** Start Page excerpt **

File No.: 8665-C12-03/97
1. In Order 96-1191, the Commission found that the provision of billing information and bill inserts containing information on rates and services are services incidental to the business of providing telecommunications services and, accordingly, are subject to review by the Commission. The Commission found that by not providing to visually impaired subscribers upon request, billing statements and billing inserts concerning new services and rate changes for existing services in alternative formats other than Braille, Bell was unjustly discriminating against visually impaired subscribers contrary to subsection 27(2) of the Telecommunications Act (the Act). Accordingly, the Commission ordered that Bell:
a) provide to subscribers, upon request, billing statements in Braille, large print, or on computer diskette;
b) provide to subscribers, upon request, billing inserts informing subscribers about new services or changes in rates for existing services, and any bill inserts mandated from time to time by the Commission, in Braille, large print or on computer diskette;
c) provide to its visually impaired subscribers an insert in Braille advising them of the availability, upon request, of bills and billing inserts in alternative formats; and
d) file a report detailing Bell's progress in implementing the directions contained in Order 96-1191.
2. The Commission further found, in Order 96-1191, that Bell was not unjustly discriminating in relation to the provision of public pay telephones and directories. In this regard, the Commission noted that Bell was deploying state-of-the-art public pay telephones, which have features that permit greater accessibility than previous models for persons with disabilities.

** End Page excerpt **

_Request a:_ Render each line of the records below as one string in a JSON list, leaving out any blank lines.

** Start Records provided **

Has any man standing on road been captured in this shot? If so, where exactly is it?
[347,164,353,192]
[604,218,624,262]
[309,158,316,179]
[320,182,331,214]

** End Records provided **

_Request b:_
Answer these questions using the order excerpt:
(i) Which subsection of the Telecommunications Act did the Commission find Bell was acting contrary to?
(ii) In which formats must Bell provide billing statements to subscribers upon request?
(iii) What kind of public pay telephones did the Commission note Bell was deploying?

_Correct answer a:_
[
  "Has any man standing on road been captured in this shot? If so, where exactly is it?",
  "[347,164,353,192]",
  "[604,218,624,262]",
  "[309,158,316,179]",
  "[320,182,331,214]"
]

_Correct answer b:_
(i) Subsection 27(2).
(ii) Braille, large print, or computer diskette.
(iii) State-of-the-art public pay telephones with features that permit greater accessibility than previous models for persons with disabilities.